+++ PROVIDED TEXT

Lyon became the North’s first war hero. With little outside help he had organized, equipped, and trained an army, won the first significant Union victories of the war, and gained control of most of Missouri. But he had stirred up a hornets’ nest. Although guerrilla bands would have infested Missouri in any case, the polarization of the state by Lyon’s and Blair’s actions helped turn large areas into a no-man’s land of hit-and-run raids, arson, ambush, and murder.
More than any other state, Missouri suffered the horrors of internecine warfare and the resulting hatreds which persisted for decades after Appomattox.
Kentucky was the birthplace of both Abraham Lincoln and Jefferson Davis. Heir to the nationalism of Henry Clay, Kentucky was also drawn to the South by ties of kinship and culture. Three slave states and three free states touched its borders. Precisely because Kentucky was so evenly divided in sentiment and geography, its people were loath to choose sides.
Lincoln’s forbearance toward Kentucky paid off. Unionists became more outspoken, and fence-sitters jumped down onto the Union side. The legacy of Henry Clay began to assert itself. Unionist “home guard” regiments sprang up to counter the pro-southern “state guard” militia organized by Governor Magoffin.
War had finally come to Kentucky. And here more than anywhere else it was literally a brothers’ war. Four grandsons of Henry Clay fought for the Confederacy and three others for the Union.

++++++
+++ EXTRACTED MATERIAL

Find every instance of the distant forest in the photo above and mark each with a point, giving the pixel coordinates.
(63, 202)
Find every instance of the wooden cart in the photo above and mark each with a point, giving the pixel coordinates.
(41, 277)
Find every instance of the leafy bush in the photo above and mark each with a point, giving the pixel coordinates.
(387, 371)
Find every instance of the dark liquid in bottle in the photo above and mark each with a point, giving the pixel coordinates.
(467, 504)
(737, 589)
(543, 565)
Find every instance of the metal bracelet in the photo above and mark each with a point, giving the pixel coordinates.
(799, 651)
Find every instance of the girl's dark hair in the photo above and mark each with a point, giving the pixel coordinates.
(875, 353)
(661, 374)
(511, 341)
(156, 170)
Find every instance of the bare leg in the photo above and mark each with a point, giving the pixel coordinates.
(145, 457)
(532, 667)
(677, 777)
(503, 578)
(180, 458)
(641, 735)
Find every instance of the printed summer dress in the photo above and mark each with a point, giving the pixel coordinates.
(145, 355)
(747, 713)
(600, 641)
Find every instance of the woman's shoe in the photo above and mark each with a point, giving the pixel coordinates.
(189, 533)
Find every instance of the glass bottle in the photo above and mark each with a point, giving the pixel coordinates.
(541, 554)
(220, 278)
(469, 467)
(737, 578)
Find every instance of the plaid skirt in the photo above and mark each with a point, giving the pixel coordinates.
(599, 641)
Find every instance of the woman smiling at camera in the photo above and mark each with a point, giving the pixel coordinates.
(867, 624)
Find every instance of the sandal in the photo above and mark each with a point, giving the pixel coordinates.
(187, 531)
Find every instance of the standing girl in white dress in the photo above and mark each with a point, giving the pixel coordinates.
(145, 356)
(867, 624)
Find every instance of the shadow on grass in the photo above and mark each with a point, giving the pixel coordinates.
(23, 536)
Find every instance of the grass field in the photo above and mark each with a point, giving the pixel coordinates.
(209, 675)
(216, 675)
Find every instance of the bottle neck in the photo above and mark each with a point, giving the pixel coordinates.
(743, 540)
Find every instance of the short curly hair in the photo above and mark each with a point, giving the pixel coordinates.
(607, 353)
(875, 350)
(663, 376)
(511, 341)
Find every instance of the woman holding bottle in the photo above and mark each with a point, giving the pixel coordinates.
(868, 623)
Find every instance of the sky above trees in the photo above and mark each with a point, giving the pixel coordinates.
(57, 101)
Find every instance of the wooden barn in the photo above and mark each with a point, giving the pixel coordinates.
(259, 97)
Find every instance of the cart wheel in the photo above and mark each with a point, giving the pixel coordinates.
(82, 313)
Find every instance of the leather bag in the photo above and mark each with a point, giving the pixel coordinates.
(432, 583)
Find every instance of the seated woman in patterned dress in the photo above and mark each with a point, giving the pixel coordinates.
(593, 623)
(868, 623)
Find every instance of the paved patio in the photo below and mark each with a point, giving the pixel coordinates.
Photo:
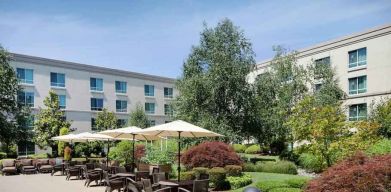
(44, 182)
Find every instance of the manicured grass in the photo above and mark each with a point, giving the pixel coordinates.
(260, 176)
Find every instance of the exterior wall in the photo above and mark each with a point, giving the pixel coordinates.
(378, 68)
(78, 94)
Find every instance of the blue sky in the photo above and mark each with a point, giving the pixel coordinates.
(155, 36)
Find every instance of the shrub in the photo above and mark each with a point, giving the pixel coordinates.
(200, 170)
(381, 147)
(253, 149)
(239, 148)
(284, 167)
(210, 154)
(3, 155)
(239, 181)
(249, 167)
(188, 175)
(268, 185)
(297, 182)
(286, 189)
(217, 176)
(233, 170)
(311, 162)
(357, 173)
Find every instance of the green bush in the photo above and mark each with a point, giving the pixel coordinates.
(217, 176)
(284, 167)
(253, 149)
(239, 148)
(233, 170)
(3, 155)
(266, 186)
(200, 170)
(286, 189)
(239, 181)
(249, 167)
(188, 175)
(381, 147)
(297, 182)
(311, 162)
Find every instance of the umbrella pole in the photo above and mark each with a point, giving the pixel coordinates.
(179, 156)
(133, 164)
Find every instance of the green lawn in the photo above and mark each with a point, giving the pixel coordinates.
(260, 176)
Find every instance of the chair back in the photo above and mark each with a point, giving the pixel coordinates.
(159, 177)
(201, 185)
(147, 186)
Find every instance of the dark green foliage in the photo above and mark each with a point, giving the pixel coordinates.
(217, 176)
(311, 162)
(239, 148)
(253, 149)
(239, 181)
(214, 91)
(233, 170)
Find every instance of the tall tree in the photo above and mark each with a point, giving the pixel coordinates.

++++++

SHORT PROBLEM 1:
Answer these questions using the Civil War passage.
(a) Who became the North's first war hero?
(b) How many slave states and how many free states touched Kentucky's borders?
(c) How many grandsons of Henry Clay fought for the Confederacy?
SHORT PROBLEM 2:
For each statement, say yes or no according to the Civil War passage, and quote the words that decide it.
(a) Kentucky was the birthplace of both Abraham Lincoln and Jefferson Davis.
(b) Guerrilla bands would not have appeared in Missouri without Lyon's actions.
(c) Governor Magoffin organized the Unionist "home guard" regiments.
SHORT PROBLEM 3: Quote the Civil War passage word for word, beginning at the words "Kentucky was the" and stopping after "to choose sides.".

ANSWER 1:
(a) Lyon
(b) Three slave states and three free states
(c) Four

ANSWER 2:
(a) Yes: "Kentucky was the birthplace of both Abraham Lincoln and Jefferson Davis."
(b) No: "Although guerrilla bands would have infested Missouri in any case"
(c) No: "Unionist “home guard” regiments sprang up to counter the pro-southern “state guard” militia organized by Governor Magoffin."

ANSWER 3:
Kentucky was the birthplace of both Abraham Lincoln and Jefferson Davis. Heir to the nationalism of Henry Clay, Kentucky was also drawn to the South by ties of kinship and culture. Three slave states and three free states touched its borders. Precisely because Kentucky was so evenly divided in sentiment and geography, its people were loath to choose sides.